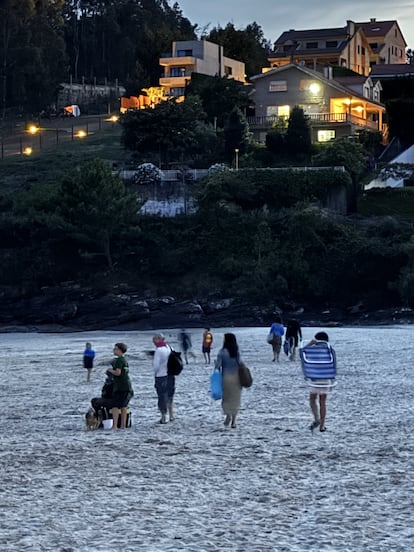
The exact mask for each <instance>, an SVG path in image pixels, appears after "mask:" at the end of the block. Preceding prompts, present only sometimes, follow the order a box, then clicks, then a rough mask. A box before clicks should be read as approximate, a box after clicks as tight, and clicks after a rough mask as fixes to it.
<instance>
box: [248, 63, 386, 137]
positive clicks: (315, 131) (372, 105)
mask: <svg viewBox="0 0 414 552" xmlns="http://www.w3.org/2000/svg"><path fill="white" fill-rule="evenodd" d="M254 85H255V90H254V94H253V97H254V102H255V107H256V116H255V117H252V118H249V119H248V122H249V125H250V129H251V130H252V132H253V134H254V136H255V138H256V139H258V140H260V141H263V140H264V138H265V135H266V132H267V131H268V130H269V129H270V128H271V126H272V124H273V123H275V122H276V121H277V119H278V118H281V117H282V118H283V117H284V118H285V119H287V118H288V117H289V114H290V110H291V109H292V108H293V107H294V106H299V107H301V108H302V109H303V111H304V113H305V114H306V115H307V116H308V117H309V121H310V126H311V131H312V141H314V142H319V141H328V140H331V139H333V138H339V137H342V136H350V135H352V134H354V132H355V131H356V130H357V129H367V130H379V131H383V124H382V115H383V112H384V110H385V108H384V107H383V106H381V105H378V104H375V103H373V102H371V101H370V100H369V99H368V98H367V99H365V98H364V97H363V96H362V95H360V94H354V93H353V91H352V90H351V89H346V88H342V87H339V86H336V85H335V84H334V83H332V84H330V82H329V81H328V80H327V79H325V78H323V77H322V76H321V78H318V75H313V74H312V73H311V72H310V71H308V70H307V69H306V70H305V69H302V68H301V67H300V66H299V67H295V66H290V67H289V68H286V69H279V70H273V71H270V72H267V73H264V74H263V75H261V76H260V77H257V78H255V82H254Z"/></svg>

....

### What the task asks:
What is needed is a verbatim copy of the material, minus its pictures.

### Result:
The exact mask for each <instance>, an SVG path in image pixels, appears after "mask:" at the end of the block. Preceding prompts, present only sometimes, follow the order a box, then clicks, then a rough mask. A box before clicks should be read as approximate, a box after clicks as tight, and clicks after a rough mask as fixes to it.
<instance>
box: [248, 63, 386, 137]
positive clicks: (315, 131) (372, 105)
mask: <svg viewBox="0 0 414 552" xmlns="http://www.w3.org/2000/svg"><path fill="white" fill-rule="evenodd" d="M254 85H255V90H254V94H253V97H254V102H255V107H256V116H255V117H252V118H249V119H248V122H249V125H250V129H251V130H252V132H253V134H254V136H255V138H256V139H258V140H260V141H263V140H264V138H265V135H266V132H267V131H268V130H269V129H270V128H271V126H272V124H273V123H275V122H276V121H277V119H278V118H281V117H282V118H283V117H284V118H285V119H287V118H288V117H289V114H290V110H291V109H292V108H293V107H294V106H299V107H301V108H302V109H303V111H304V113H305V114H306V115H307V116H308V117H309V121H310V126H311V131H312V141H314V142H319V141H328V140H331V139H333V138H339V137H342V136H350V135H352V134H354V132H355V131H356V130H357V129H367V130H379V131H383V124H382V115H383V112H384V110H385V108H384V107H383V106H381V105H378V104H375V103H373V102H371V101H370V100H369V99H368V98H367V99H365V98H364V97H363V96H362V95H360V94H354V93H353V91H352V90H351V89H346V88H342V87H339V86H336V85H335V84H334V83H332V84H330V82H329V81H328V80H327V79H325V78H323V77H322V76H321V78H318V75H313V74H312V73H311V72H310V71H308V70H307V69H306V70H305V69H302V68H301V67H300V66H299V67H295V66H290V67H289V68H286V69H279V70H273V71H270V72H267V73H264V74H263V75H261V76H260V77H257V78H255V82H254Z"/></svg>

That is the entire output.